*TASK REQUIREMENTS*.
• 1. Duplicate everything in the thread on fast-growing African fish from "## bernie comeau" down to "have ever had.".
• 2. In the thread on fast-growing African fish, translate this sentence into Spanish: "I think a lot of them grow fast the first six months, but then they slow down."

# Fastest growing?



## Jammos (Nov 25, 2010)

Just curious if there is a group of Africans that are known to be particularly fast growers.

I am amazed at my Venustus..most definitely the fastest growing fish in my tank.


----------



## brinkles (Jan 30, 2011)

I had a group of red zebras born last summer that grew like weeds!


----------



## DJRansome (Oct 29, 2005)

I think a lot of them grow fast the first six months, but then they slow down. I'd say mbuna have a rep as being the fastest growers overall.


----------



## johnchor (Apr 2, 2011)

P.Acei is my fastest growing fish

from 1inch to 5inches in 6months! almost max now. 

i believe water changes is the key.

but there are some fishes
example N.bichardi and S.friyeri takes forever to grow....


----------



## bernie comeau (Feb 19, 2007)

IME, the mouth brooding 'tilapias' (Oreochromis) grow real fast! They can become big fish in matter of months. Tilapia mariae, T. zilli and T. buttikoferi are also fast growers.

But amongst smaller fish, I agree, mbuna grow pretty fast. Since I have had this species for 2 years now, IME, bumble bee is the fastest growing mbuna I have ever had.


----------

*DATA SHOWN*.
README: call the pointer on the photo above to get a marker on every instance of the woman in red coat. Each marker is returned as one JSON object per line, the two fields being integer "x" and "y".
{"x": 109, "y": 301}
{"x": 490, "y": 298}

*RESPONSES IN ORDER*.
• 1.
## bernie comeau (Feb 19, 2007)

IME, the mouth brooding 'tilapias' (Oreochromis) grow real fast! They can become big fish in matter of months. Tilapia mariae, T. zilli and T. buttikoferi are also fast growers.

But amongst smaller fish, I agree, mbuna grow pretty fast. Since I have had this species for 2 years now, IME, bumble bee is the fastest growing mbuna I have ever had.

• 2. Creo que muchos de ellos crecen rápido los primeros seis meses, pero luego se ralentizan.